= Required action =
Word for word, restate all of the records.
[[ Supplied data, beginning ]]
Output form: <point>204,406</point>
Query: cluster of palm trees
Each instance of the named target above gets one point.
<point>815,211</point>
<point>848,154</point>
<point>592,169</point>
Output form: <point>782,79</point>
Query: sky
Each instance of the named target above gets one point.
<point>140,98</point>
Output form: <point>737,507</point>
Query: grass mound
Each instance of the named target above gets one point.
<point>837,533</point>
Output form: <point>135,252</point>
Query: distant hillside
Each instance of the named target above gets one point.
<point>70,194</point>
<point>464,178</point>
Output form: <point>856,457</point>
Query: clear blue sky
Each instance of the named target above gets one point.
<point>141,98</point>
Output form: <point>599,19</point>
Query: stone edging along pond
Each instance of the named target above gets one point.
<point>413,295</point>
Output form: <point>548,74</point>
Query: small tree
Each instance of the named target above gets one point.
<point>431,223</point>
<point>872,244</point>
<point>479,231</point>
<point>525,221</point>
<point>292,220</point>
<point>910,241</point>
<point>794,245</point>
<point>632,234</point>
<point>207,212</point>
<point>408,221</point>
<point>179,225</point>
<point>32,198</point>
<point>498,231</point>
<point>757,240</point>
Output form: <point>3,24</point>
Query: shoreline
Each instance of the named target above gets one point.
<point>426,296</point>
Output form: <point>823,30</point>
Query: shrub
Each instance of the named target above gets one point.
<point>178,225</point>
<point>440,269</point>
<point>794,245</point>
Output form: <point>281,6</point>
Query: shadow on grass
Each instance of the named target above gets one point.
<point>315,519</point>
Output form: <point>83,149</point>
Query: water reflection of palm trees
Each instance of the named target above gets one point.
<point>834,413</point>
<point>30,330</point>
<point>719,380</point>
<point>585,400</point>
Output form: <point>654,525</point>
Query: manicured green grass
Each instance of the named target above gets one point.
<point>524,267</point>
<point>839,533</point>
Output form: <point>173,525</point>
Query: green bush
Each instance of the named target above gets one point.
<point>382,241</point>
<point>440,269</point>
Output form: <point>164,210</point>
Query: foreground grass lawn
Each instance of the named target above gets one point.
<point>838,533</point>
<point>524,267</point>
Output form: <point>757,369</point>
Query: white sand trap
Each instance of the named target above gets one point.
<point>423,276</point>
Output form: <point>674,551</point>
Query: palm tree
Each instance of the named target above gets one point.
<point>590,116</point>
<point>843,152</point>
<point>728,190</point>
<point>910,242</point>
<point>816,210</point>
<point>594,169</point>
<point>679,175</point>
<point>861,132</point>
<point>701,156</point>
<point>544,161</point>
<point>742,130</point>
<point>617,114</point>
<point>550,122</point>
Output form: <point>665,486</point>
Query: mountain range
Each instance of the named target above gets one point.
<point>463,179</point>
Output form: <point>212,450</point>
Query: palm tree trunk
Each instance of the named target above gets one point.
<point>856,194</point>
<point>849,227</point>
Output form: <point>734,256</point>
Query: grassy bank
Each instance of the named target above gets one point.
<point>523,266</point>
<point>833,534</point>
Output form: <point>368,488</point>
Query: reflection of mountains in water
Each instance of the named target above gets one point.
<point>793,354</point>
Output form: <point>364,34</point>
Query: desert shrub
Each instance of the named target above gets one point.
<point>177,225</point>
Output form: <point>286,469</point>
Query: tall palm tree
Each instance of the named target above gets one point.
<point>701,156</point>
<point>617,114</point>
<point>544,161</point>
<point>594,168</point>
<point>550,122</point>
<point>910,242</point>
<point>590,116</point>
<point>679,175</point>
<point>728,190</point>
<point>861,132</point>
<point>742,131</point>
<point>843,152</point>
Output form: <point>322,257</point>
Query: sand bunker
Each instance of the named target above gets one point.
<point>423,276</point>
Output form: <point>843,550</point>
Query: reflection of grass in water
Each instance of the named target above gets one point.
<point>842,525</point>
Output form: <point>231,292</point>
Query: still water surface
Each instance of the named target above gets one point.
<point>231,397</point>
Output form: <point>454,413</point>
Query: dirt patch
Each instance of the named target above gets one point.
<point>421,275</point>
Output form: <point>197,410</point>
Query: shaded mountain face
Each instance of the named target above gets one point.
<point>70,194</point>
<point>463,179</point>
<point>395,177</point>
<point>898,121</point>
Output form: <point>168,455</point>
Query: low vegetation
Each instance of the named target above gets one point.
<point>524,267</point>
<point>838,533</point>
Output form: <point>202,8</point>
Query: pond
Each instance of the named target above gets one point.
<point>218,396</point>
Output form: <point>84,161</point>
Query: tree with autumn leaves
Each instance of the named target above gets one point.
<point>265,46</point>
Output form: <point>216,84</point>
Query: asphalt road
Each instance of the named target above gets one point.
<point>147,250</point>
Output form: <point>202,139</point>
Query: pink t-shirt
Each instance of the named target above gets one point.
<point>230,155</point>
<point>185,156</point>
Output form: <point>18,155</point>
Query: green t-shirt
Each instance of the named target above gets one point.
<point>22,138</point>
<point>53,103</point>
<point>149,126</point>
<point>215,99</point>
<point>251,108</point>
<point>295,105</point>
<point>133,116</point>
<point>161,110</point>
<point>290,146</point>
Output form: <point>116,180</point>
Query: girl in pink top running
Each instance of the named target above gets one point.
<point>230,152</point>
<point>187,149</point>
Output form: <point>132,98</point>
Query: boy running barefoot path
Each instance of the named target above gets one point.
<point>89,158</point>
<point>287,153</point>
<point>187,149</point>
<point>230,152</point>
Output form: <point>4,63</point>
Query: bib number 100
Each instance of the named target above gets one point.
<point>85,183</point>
[[ Supplied data, end ]]
= Response =
Output form: <point>204,406</point>
Query: cluster of palm trees
Each instance of the named target above gets one point.
<point>815,211</point>
<point>848,154</point>
<point>592,169</point>
Output form: <point>782,79</point>
Query: sky
Each instance of the named target above gets one point.
<point>140,98</point>
Output form: <point>737,507</point>
Query: grass mound
Each instance of the named target above gets one point.
<point>837,533</point>
Output form: <point>135,252</point>
Query: distant hillside
Each instance of the named target above gets one point.
<point>70,194</point>
<point>464,178</point>
Output form: <point>856,457</point>
Query: clear blue sky
Each instance of the named target above gets one point.
<point>141,98</point>
Output form: <point>599,19</point>
Query: stone edging along pond
Each instance of the named target above gets one point.
<point>413,295</point>
Output form: <point>548,74</point>
Query: small tree
Each instance of the named target above gets one point.
<point>431,223</point>
<point>872,244</point>
<point>479,231</point>
<point>525,221</point>
<point>292,220</point>
<point>910,241</point>
<point>794,245</point>
<point>632,234</point>
<point>207,212</point>
<point>408,221</point>
<point>179,225</point>
<point>32,198</point>
<point>498,231</point>
<point>757,240</point>
Output form: <point>3,24</point>
Query: shoreline
Each instance of the named target above gets one point.
<point>426,296</point>
Output form: <point>823,30</point>
Query: shrub
Each instance of the named target above gets one point.
<point>178,225</point>
<point>440,269</point>
<point>794,245</point>
Output form: <point>281,6</point>
Query: shadow on grass
Each instance of the named target above gets one point.
<point>315,519</point>
Output form: <point>83,149</point>
Query: water reflection of palm trees
Each instance of the named target above gets one point.
<point>834,413</point>
<point>30,330</point>
<point>719,380</point>
<point>585,400</point>
Output form: <point>654,525</point>
Query: manicured green grass
Each instance of the named target above gets one point.
<point>524,267</point>
<point>839,533</point>
Output form: <point>173,525</point>
Query: green bush
Each instance of the named target above gets one point.
<point>382,241</point>
<point>440,269</point>
Output form: <point>164,210</point>
Query: foreground grass lawn
Each instance of the named target above gets one point.
<point>838,533</point>
<point>524,267</point>
Output form: <point>757,369</point>
Query: white sand trap
Each instance of the named target above gets one point.
<point>423,276</point>
Output form: <point>674,551</point>
Query: palm tree
Each instance of the named target above gets one point.
<point>590,116</point>
<point>843,152</point>
<point>728,190</point>
<point>910,242</point>
<point>816,210</point>
<point>594,169</point>
<point>679,175</point>
<point>861,132</point>
<point>701,156</point>
<point>544,161</point>
<point>742,130</point>
<point>617,114</point>
<point>550,122</point>
Output form: <point>665,486</point>
Query: mountain range
Each instance of the named target above gets one point.
<point>463,179</point>
Output form: <point>212,450</point>
Query: palm tree trunk
Each instance of the named target above gets one point.
<point>856,194</point>
<point>849,227</point>
Output form: <point>734,256</point>
Query: grassy bank
Each instance of the named target above gets one point.
<point>523,266</point>
<point>833,534</point>
Output form: <point>368,488</point>
Query: reflection of mountains in water
Each instance of the named target above gets one point.
<point>793,354</point>
Output form: <point>364,34</point>
Query: desert shrub
Each instance of the named target above gets one point.
<point>177,225</point>
Output form: <point>286,469</point>
Query: tall palm tree
Each instance of the named target above gets one point.
<point>701,156</point>
<point>617,114</point>
<point>544,161</point>
<point>594,168</point>
<point>550,122</point>
<point>910,242</point>
<point>590,116</point>
<point>679,175</point>
<point>728,190</point>
<point>861,132</point>
<point>742,131</point>
<point>843,152</point>
Output form: <point>322,257</point>
Query: sand bunker
Each instance of the named target above gets one point.
<point>423,276</point>
Output form: <point>843,550</point>
Query: reflection of grass in water
Each instance of the named target above gets one point.
<point>842,525</point>
Output form: <point>231,292</point>
Query: still water surface
Each instance of the named target above gets one point.
<point>231,397</point>
Output form: <point>454,413</point>
Query: dirt patch
Each instance of the named target above gets one point.
<point>421,275</point>
Output form: <point>197,410</point>
Query: shaded mountain face
Each instance of the named target above gets one point.
<point>70,194</point>
<point>463,179</point>
<point>395,177</point>
<point>898,121</point>
Output form: <point>168,455</point>
Query: low vegetation
Each instance of the named target above gets one point.
<point>524,267</point>
<point>838,533</point>
Output form: <point>202,8</point>
Query: pond
Each instance of the named target above gets one point.
<point>218,396</point>
Output form: <point>84,161</point>
Query: tree with autumn leaves
Each instance of the named target above gets one point.
<point>265,46</point>
Output form: <point>216,84</point>
Query: asphalt road
Each instance of the named target above gets one point.
<point>147,250</point>
Output form: <point>202,139</point>
Query: pink t-shirt
Each instance of the named target above gets one point.
<point>230,155</point>
<point>185,156</point>
Output form: <point>18,155</point>
Query: green t-shirt
Each instance of the named target above gets one point.
<point>22,138</point>
<point>53,103</point>
<point>149,126</point>
<point>215,99</point>
<point>251,108</point>
<point>295,105</point>
<point>133,116</point>
<point>161,110</point>
<point>290,146</point>
Output form: <point>116,180</point>
Query: girl in pink top running
Each instance of the named target above gets one point.
<point>230,152</point>
<point>187,149</point>
Output form: <point>132,98</point>
Query: boy running barefoot path
Each instance of the named target above gets one point.
<point>89,158</point>
<point>287,153</point>
<point>187,149</point>
<point>230,152</point>
Output form: <point>4,63</point>
Query: bib number 100
Each instance of the named target above gets one point.
<point>85,183</point>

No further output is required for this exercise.